◆ **Excerpt to read**:
-*-*-
First, we want to talk about rotations affecting states in somewhat the same way. Continuing with this state space candidate, we see that we must give up with a claim like modeling rotations as a translation in this state space like $b_{0} - R_{y} (\frac{π}{2}) b_{0} = b_{1} - R_{y} (\frac{π}{2}) b_{1}$ , because $R_{y} (\frac{π}{2}) b_{0} = R_{y} (\frac{π}{2}) b_{1} = (1 / 2,1 / 2)$ , but $b_{0} \neq b_{1}$ . We shall contend with a notion of a norm on this state space that has the property that $‖ b_{0} - R_{y} (\frac{π}{2}) b_{0} ‖ = ‖ b_{1} - R_{y} (\frac{π}{2}) b_{1} ‖$ in this state space, which we should expect from a rotation.¹ But this is problematic for this choice of state space. Leaving the choice of norm arbitrary, and investigating the concrete values of probability masses, we require

$b_{0} = (1,0)$ ,
$R_{y} (π / 3) b_{0} = (3 / 4,1 / 4)$ ,
$R_{y} (π / 3) R_{y} (π / 3) b_{0} = (1 / 4,3 / 4)$ .

So even though $b_{0}$ is the same distance away from $R_{y} (π / 3) b_{0}$ as $R_{y} (π / 3) b_{0}$ itself is from $R_{y} (π / 3) R_{y} (π / 3) b_{0} = R_{y} (2 π / 3) b_{0}$ , we have

\frac{1}{4} ‖ (1, - 1) ‖ = ‖ b_{0} - R_{y} (\frac{π}{3}) b_{0} ‖ = ‖ R_{y} (\frac{π}{3}) - R_{y} (\frac{2 π}{3}) b_{0} ‖ = \frac{1}{2} ‖ (1, - 1) ‖,

which would only hold if $‖ b_{0} - b_{1} ‖ = ‖ (1, - 1) ‖ = 0$ , that is, if $b_{1} = b_{0}$ . But this is not the case. So we have to altogether scrap the idea of using the natural function space of pmfs as our state space if we wanted it to be compatible with such a norm, and find another candidate for the state space. Summarizing, we have the following.

Lemma. There is no way to define a norm on the natural function space on pmfs such that $‖ R_{y} (0) b_{0} - R_{y} (θ) b_{0} ‖ = ‖ R_{y} (θ) b_{0} - R_{y} (2 θ) b_{0} ‖$ for all $θ$ , where $R_{y} (θ) b_{0}$ is the pmf corresponding to measurement on horizontally polarized light beamed through a wave plate implementing $R_{y} (θ)$ .
-*-*-
◆ **Record extracts**:

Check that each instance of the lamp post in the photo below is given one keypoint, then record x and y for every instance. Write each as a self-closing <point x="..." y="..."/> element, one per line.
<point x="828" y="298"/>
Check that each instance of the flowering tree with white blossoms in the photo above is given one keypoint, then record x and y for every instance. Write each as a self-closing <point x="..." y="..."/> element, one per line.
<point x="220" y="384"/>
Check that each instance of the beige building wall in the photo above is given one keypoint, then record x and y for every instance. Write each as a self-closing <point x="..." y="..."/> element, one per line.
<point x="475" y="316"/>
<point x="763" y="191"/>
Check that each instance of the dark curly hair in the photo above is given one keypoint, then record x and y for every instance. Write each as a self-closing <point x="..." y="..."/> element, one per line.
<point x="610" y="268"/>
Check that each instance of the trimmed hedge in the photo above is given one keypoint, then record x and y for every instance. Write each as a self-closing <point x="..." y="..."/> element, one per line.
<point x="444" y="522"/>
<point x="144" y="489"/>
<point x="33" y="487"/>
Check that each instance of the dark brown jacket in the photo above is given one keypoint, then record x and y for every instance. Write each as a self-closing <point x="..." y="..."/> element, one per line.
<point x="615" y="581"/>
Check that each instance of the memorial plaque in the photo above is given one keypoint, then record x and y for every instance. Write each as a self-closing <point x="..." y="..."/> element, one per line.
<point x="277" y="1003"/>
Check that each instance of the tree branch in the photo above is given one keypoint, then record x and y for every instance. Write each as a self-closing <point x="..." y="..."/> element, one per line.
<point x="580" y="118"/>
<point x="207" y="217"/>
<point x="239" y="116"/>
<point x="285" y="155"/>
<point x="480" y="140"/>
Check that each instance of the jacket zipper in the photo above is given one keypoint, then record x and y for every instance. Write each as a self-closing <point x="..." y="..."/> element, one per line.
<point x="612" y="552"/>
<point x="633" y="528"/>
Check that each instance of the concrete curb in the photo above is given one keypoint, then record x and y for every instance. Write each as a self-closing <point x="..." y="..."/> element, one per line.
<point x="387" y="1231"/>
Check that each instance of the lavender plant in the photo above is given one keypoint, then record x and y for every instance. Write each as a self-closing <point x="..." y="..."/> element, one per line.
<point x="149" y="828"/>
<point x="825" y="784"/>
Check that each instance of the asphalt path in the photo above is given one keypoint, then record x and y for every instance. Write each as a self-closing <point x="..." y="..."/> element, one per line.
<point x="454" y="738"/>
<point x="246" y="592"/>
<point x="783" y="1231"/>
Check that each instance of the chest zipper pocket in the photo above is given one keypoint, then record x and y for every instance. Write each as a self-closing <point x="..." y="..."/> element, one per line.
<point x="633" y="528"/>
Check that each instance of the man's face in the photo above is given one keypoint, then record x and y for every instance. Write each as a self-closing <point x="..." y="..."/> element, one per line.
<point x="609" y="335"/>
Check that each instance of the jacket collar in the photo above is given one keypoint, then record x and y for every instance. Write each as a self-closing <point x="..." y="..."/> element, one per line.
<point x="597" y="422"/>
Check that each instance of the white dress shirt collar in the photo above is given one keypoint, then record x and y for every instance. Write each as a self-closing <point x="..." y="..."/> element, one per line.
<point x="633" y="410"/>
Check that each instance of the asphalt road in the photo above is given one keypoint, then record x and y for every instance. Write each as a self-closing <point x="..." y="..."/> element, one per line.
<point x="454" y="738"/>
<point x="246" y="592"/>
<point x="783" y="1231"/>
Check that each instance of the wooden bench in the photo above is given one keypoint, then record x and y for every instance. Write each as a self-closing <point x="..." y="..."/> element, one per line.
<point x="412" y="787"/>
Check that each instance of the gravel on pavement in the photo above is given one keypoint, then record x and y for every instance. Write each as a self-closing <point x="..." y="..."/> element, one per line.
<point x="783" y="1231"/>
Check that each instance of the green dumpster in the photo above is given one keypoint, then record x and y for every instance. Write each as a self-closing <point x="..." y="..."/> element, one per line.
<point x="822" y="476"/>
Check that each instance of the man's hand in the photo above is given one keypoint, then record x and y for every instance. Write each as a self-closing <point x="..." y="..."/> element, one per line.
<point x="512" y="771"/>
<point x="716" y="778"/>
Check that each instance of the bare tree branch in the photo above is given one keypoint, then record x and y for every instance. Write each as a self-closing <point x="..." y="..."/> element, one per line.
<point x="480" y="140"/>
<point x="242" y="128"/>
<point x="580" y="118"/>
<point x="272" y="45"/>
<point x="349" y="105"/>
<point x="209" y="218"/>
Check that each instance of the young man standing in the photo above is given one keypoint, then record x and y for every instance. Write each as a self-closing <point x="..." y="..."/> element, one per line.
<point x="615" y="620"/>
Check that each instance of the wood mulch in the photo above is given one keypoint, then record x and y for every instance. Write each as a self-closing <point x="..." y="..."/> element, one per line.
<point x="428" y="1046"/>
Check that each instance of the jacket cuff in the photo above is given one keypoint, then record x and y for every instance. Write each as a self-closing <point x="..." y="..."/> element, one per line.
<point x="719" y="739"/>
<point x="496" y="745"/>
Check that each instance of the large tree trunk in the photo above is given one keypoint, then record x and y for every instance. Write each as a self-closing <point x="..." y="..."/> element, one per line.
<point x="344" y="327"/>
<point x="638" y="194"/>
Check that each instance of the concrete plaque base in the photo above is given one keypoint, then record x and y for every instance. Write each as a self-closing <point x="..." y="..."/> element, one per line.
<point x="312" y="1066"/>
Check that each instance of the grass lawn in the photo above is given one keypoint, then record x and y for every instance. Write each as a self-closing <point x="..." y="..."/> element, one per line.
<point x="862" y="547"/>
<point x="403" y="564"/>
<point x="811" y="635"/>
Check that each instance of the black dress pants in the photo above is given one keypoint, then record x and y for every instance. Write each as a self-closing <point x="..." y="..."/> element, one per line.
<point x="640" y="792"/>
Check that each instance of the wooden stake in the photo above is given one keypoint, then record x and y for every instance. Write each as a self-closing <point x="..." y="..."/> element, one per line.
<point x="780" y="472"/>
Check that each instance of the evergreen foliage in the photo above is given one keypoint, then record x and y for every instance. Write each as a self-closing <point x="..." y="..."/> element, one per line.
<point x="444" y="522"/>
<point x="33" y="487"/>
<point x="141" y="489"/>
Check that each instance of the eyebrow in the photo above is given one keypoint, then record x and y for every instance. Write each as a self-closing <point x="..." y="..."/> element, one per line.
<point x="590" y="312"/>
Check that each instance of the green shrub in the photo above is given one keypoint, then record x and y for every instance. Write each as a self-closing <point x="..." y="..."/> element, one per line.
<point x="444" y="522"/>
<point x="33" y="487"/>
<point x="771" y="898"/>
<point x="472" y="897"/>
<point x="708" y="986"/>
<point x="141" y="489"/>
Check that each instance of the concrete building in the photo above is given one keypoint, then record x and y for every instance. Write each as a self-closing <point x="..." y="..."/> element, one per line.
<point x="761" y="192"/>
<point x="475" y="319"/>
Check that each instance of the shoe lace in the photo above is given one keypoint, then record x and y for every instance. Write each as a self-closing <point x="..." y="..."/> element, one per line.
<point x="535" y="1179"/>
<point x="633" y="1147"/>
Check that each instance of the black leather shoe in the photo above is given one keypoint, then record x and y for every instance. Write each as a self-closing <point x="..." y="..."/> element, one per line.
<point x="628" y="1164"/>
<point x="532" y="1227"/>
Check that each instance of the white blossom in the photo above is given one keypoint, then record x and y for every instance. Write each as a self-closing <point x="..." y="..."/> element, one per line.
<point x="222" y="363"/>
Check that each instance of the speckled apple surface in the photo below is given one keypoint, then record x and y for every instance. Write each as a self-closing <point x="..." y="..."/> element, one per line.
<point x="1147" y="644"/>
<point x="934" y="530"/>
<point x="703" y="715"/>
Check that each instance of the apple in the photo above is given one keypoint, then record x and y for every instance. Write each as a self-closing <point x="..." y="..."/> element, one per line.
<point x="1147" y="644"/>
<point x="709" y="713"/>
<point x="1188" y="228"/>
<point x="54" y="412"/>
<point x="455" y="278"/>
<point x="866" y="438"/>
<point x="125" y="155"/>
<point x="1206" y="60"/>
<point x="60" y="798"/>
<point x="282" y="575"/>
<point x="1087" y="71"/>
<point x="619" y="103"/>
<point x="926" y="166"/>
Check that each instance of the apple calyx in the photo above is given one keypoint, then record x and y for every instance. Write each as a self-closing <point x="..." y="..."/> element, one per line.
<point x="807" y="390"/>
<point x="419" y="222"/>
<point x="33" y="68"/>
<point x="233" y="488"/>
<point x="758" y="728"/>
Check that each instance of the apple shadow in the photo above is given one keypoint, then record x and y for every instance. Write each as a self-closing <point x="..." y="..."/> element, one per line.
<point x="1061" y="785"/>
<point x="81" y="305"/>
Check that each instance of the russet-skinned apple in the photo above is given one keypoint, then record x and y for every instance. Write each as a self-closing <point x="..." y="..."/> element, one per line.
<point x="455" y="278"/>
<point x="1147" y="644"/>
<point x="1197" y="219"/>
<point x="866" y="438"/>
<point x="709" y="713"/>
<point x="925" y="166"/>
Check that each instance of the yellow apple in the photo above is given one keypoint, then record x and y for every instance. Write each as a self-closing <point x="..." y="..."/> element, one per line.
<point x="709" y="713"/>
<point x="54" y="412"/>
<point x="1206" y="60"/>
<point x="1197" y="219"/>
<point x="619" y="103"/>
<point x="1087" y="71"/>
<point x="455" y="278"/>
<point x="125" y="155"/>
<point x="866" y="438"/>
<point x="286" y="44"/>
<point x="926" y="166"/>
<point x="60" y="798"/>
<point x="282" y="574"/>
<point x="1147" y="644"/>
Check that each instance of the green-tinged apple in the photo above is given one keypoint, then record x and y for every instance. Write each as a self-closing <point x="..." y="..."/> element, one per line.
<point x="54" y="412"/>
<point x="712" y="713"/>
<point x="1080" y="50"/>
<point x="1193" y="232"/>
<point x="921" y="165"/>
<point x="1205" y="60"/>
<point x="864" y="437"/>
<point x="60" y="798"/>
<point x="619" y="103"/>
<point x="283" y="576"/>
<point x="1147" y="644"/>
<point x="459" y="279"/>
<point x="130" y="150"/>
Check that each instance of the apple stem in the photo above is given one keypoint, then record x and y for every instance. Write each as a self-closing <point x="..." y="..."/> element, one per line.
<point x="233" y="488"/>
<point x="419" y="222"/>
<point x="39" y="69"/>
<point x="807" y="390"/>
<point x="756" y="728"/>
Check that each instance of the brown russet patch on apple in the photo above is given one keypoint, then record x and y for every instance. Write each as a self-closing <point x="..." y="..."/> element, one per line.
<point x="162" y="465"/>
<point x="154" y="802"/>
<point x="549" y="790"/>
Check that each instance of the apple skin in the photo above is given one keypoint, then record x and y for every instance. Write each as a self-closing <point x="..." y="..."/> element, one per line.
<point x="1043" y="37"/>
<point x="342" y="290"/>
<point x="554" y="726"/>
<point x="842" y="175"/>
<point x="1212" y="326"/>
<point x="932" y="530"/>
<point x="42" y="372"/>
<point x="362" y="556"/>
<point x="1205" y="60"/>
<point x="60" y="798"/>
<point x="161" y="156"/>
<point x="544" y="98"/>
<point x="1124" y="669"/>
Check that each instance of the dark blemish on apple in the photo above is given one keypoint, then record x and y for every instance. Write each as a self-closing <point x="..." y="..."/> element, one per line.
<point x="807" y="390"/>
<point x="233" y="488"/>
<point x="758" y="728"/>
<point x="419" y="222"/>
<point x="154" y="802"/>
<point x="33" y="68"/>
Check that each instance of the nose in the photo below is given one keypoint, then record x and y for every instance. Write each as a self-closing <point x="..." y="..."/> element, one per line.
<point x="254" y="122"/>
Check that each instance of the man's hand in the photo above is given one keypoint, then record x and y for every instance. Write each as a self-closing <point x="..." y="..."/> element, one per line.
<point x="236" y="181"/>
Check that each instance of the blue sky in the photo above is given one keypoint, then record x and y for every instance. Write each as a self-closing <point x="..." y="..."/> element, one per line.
-*-*-
Quote the excerpt on rotations and state spaces from "which would only" to "have the following.". You won't need the records for any of this.

which would only hold if $‖ b_{0} - b_{1} ‖ = ‖ (1, - 1) ‖ = 0$ , that is, if $b_{1} = b_{0}$ . But this is not the case. So we have to altogether scrap the idea of using the natural function space of pmfs as our state space if we wanted it to be compatible with such a norm, and find another candidate for the state space. Summarizing, we have the following.